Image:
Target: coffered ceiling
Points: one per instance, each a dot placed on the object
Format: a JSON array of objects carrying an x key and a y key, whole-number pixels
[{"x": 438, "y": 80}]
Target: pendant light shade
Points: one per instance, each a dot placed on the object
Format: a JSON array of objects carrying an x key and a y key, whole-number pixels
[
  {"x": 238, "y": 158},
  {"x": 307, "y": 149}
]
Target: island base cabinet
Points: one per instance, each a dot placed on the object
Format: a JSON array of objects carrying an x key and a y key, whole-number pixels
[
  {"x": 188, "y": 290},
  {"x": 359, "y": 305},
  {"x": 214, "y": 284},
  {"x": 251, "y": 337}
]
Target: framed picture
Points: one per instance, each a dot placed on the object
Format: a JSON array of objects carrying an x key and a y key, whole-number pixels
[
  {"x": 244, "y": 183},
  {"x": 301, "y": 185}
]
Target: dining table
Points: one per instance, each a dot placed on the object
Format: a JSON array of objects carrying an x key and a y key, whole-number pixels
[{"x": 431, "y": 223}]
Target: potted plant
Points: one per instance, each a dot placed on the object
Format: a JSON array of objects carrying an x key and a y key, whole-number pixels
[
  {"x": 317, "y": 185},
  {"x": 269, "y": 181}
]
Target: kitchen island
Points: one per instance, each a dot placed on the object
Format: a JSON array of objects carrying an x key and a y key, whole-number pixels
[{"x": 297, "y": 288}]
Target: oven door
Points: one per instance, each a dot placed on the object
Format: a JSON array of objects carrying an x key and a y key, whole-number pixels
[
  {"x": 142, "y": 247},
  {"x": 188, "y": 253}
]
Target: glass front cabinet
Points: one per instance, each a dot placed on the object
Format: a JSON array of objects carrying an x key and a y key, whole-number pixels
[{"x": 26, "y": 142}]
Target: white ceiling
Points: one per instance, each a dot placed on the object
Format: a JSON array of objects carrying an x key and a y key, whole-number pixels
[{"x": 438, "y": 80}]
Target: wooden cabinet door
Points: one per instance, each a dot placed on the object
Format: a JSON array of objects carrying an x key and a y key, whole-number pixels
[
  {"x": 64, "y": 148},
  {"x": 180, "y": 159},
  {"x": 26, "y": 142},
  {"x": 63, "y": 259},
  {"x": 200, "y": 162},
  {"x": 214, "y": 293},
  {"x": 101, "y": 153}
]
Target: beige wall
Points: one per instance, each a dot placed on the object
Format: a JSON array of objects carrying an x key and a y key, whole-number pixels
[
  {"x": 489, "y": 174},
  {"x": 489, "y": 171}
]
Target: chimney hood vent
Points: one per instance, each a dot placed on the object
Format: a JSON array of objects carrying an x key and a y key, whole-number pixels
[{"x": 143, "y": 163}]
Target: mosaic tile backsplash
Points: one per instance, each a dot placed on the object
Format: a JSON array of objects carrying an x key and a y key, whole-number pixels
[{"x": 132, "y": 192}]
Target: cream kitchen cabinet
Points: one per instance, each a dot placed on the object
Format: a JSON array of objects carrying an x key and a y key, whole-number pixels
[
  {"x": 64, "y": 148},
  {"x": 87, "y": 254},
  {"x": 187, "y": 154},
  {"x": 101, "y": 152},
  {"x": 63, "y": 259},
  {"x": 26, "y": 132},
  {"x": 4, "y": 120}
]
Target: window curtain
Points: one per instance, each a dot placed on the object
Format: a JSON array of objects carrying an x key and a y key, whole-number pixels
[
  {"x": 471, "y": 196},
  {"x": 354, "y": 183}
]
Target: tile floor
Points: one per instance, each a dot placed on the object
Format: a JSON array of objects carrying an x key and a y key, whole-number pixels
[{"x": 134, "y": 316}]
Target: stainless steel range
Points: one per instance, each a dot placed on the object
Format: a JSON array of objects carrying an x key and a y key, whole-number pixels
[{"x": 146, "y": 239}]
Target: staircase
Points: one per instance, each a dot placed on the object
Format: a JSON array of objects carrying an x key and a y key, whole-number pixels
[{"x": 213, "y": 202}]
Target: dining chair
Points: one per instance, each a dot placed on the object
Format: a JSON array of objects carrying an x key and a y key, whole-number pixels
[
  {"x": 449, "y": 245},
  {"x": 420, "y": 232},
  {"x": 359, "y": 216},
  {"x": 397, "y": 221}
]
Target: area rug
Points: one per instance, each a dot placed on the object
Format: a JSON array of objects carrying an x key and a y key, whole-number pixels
:::::
Work instructions
Change every "dot" to "marker" in the lines from the one containing "Target: window curtain" through the end of the entries, and give those lines again with nothing else altered.

The reply
Target: window curtain
Points: one per instance, each a marker placed on the object
Format: a JSON array of objects carrying an x key and a y key, whole-number pixels
[
  {"x": 471, "y": 196},
  {"x": 354, "y": 183}
]
Target: tile floor
Points: one per instance, each a marker placed on the object
Format: a JSON array of objects carrying an x key and a y key, whole-number pixels
[{"x": 134, "y": 316}]
Target: stainless steel range
Points: one per instance, each a marker placed on the object
Format: a JSON array of objects carrying an x key and a y key, whole-number pixels
[{"x": 146, "y": 239}]
Target: staircase
Points: one per instance, each a marker placed on the object
Format: a JSON array of objects carrying an x key and a y key, whole-number pixels
[{"x": 213, "y": 202}]
Target: dining chair
Points: one per instance, each a marker placed on the object
Format: a JSON array of objects carrying an x key and a y key, whole-number pixels
[
  {"x": 449, "y": 245},
  {"x": 420, "y": 232},
  {"x": 359, "y": 216},
  {"x": 397, "y": 221}
]
Target: area rug
Points: one per instance, each a marker placed on the object
Format: a JSON array of objects carrying an x key and a y key, whole-number pixels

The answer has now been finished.